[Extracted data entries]
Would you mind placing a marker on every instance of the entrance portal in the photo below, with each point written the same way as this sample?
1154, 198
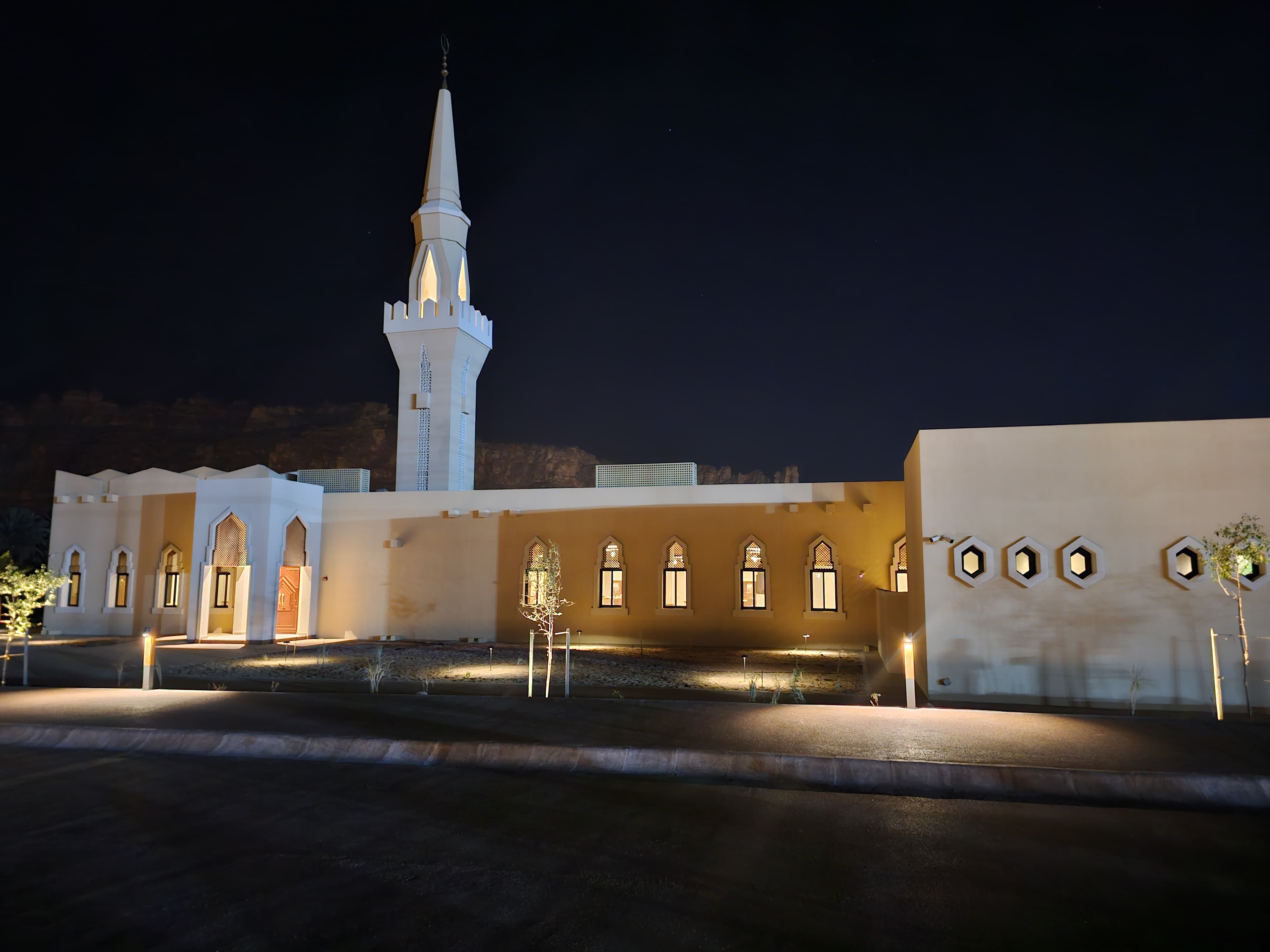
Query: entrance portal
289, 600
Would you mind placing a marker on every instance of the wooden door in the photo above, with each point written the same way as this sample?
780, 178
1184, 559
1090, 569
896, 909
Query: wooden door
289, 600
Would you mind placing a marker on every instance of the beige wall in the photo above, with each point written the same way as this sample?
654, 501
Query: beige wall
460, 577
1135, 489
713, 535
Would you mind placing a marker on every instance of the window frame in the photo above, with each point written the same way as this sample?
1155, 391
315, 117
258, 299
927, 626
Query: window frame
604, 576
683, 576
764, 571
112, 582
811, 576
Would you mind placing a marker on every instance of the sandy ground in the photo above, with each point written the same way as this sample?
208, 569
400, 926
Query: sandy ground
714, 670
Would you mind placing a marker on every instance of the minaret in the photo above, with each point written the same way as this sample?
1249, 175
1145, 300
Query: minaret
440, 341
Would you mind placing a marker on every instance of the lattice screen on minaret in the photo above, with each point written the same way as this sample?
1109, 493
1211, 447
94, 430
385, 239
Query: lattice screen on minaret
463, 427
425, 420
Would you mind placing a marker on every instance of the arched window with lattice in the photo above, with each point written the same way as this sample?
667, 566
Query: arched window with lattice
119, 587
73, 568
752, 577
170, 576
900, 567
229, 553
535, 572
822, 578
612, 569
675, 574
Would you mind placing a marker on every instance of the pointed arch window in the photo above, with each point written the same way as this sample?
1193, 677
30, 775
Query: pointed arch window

→ TASK STATEMENT
In the lines running from the one containing "of the pointed" through the end of the entries, change "pointed arch window" to "lancet window" and leave everything else unchanged.

→ COMPLETE ANSWER
Would you mind placing a marker on every instance of the lancet window in the photo above, with each point written the same way as this sample?
1193, 677
30, 775
Query: lancet window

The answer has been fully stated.